**** Given passage
ASH 2020 late-breaking abstracts: a preview

30 Nov 2020

The 62nd American Society of Hematology (ASH) Annual Meeting and Exposition will be held virtually from 5-8 December. Here are some of the late-breaking abstracts that will be featured during a general session on 8 December beginning at 12:30 GMT.

  • The addition of mycophenolate (MMF) to corticosteroid therapy resulted in significantly fewer treatment failures than corticosteroid alone in patients with immune thrombocytopenia, according to the randomised FLIGHT trial.

Importantly, the therapy was effective even with the inclusion of a substantial proportion of elderly patients. Adding MMF to the corticosteroid yielded about half the treatment failures of corticosteroid alone.

MMF is often used as a second-line therapy for the rare autoimmune disorder, but these results from the UK-based trial could yield a change to standard practice with the combination regimen used as a first-line treatment.

  • The novel agent asciminib yielded better outcomes than bosutinib in a trial of patients with chronic myeloid leukaemia in chronic phase (CML-CP) who had previously been treated with at least two tyrosine kinase inhibitors (TKIs).

Asciminib is a first-in-class agent known as a STAMP inhibitor, with a different mechanism of action from other TKIs used in CML therapy.
********
Problems to work on:
**A.** Write out the part of the ASH 2020 preview starting at "Importantly, the therapy" and ending at "a first-line treatment.".
**B.** Which abbreviations does the ASH 2020 preview define by giving them in parentheses after the full term?
**C.** Go on with the ASH 2020 preview from its last sentence.
**** Data extracts
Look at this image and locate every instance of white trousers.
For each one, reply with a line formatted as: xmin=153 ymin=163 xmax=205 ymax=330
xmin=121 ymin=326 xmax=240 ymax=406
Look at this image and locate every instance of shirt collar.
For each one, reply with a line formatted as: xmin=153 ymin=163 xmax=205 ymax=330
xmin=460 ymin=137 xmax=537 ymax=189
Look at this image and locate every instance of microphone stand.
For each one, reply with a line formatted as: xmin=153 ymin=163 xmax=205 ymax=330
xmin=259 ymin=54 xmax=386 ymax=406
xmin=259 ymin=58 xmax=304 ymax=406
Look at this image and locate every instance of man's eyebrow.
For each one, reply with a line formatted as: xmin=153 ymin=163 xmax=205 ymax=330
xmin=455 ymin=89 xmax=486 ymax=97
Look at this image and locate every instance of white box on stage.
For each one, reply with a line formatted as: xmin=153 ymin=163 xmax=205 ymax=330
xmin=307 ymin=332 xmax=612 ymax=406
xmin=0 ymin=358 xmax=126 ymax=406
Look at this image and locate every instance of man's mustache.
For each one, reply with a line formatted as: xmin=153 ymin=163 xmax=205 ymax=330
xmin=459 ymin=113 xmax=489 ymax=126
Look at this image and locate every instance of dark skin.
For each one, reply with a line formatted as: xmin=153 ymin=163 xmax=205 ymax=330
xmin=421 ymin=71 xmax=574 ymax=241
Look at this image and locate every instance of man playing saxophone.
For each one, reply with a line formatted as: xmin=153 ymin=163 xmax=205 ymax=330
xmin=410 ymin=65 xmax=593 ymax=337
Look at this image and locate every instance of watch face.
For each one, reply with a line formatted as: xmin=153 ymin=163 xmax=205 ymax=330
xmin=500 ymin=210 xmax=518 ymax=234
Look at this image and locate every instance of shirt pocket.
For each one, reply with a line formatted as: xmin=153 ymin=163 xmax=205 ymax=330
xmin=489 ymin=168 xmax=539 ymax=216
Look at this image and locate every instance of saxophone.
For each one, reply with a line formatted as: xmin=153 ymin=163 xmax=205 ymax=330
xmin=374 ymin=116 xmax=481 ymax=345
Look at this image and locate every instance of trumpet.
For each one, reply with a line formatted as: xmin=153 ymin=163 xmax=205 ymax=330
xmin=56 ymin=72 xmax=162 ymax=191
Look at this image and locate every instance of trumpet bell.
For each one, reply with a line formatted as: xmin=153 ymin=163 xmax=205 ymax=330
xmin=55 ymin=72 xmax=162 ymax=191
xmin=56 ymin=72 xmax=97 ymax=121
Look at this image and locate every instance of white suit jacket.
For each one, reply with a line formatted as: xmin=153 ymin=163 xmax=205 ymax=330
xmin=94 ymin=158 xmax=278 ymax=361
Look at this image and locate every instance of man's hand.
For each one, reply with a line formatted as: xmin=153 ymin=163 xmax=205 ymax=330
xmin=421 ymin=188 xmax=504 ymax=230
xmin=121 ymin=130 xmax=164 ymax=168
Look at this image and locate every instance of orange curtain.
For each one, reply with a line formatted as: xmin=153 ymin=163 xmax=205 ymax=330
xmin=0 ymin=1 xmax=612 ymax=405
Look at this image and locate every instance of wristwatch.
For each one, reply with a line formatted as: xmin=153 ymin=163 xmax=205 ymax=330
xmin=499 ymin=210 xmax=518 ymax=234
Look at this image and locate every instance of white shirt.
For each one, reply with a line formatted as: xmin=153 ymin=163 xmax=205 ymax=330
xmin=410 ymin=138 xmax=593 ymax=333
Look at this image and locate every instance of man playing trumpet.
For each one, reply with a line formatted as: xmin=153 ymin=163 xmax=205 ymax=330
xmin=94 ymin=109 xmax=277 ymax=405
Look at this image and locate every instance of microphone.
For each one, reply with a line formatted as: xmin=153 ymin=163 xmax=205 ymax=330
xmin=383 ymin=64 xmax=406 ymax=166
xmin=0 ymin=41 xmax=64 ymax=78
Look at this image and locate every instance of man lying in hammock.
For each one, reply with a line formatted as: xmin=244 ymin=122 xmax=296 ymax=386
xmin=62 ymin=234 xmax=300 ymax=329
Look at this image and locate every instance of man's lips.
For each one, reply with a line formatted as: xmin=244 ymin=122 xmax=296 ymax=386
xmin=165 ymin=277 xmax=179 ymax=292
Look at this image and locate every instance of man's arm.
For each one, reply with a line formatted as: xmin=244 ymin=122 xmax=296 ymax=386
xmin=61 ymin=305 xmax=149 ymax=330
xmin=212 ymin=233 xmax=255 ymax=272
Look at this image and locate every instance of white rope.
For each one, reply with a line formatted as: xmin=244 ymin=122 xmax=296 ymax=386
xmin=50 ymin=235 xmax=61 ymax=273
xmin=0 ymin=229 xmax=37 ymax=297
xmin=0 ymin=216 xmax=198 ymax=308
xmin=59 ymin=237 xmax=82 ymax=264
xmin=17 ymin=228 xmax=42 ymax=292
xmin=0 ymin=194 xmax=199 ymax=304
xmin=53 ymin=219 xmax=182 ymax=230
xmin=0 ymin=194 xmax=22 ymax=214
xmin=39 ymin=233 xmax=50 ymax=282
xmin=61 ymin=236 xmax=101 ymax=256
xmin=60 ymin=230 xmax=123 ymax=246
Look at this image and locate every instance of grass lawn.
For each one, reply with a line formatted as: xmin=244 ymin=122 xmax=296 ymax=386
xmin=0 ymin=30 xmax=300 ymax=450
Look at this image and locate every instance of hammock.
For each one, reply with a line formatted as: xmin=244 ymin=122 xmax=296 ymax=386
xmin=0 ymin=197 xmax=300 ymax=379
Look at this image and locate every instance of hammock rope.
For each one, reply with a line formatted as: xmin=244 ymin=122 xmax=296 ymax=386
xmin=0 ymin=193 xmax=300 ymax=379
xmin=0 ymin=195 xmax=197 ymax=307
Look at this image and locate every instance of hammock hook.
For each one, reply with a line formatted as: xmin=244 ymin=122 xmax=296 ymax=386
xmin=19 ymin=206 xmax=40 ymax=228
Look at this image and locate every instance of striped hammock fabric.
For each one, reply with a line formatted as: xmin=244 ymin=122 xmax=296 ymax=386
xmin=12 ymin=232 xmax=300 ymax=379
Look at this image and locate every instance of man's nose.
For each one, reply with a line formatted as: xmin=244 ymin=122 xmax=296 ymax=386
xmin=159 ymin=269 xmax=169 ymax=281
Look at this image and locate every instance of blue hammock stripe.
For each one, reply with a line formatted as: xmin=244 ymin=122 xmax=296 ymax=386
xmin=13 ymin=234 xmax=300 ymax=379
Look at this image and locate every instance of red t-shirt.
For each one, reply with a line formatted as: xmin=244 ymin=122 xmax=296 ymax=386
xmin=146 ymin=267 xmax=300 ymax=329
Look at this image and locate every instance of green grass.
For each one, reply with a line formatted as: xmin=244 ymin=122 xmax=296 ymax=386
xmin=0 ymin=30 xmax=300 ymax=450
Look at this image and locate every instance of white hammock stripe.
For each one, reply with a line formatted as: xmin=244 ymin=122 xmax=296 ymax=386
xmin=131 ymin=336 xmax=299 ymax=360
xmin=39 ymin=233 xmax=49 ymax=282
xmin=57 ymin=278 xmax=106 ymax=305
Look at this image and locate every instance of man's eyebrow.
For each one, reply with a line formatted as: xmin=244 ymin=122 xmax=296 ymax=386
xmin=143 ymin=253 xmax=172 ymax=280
********
Results for each task:
**A.**
Importantly, the therapy was effective even with the inclusion of a substantial proportion of elderly patients. Adding MMF to the corticosteroid yielded about half the treatment failures of corticosteroid alone.

MMF is often used as a second-line therapy for the rare autoimmune disorder, but these results from the UK-based trial could yield a change to standard practice with the combination regimen used as a first-line treatment.

**B.** ASH, MMF, CML-CP, TKIs

**C.**
In the new randomised phase III trial, patients who received asciminib fared better with regard to major molecular response rate, and the agent also had a favorable safety profile, with fewer patients discontinuing therapy due to adverse events.

  • An experimental gene therapy known as etranacogene dezaparvovec showed promising results in patients with severe or moderate-severe haemophilia B, according to the first data from the phase III HOPE-B trial.

The treatment works by causing patients to begin making factor IX (FIX), potentially reducing the need for high levels of external FIX consumption given as prophylaxis.

The trial, which will follow patients for five years, showed rapid increases in FIX activity following a single dose of therapy, and a large reduction in bleeding in most patients after 26 weeks of follow-up. The treatment was generally well tolerated, and annualised FIX consumption rates dropped by 96%.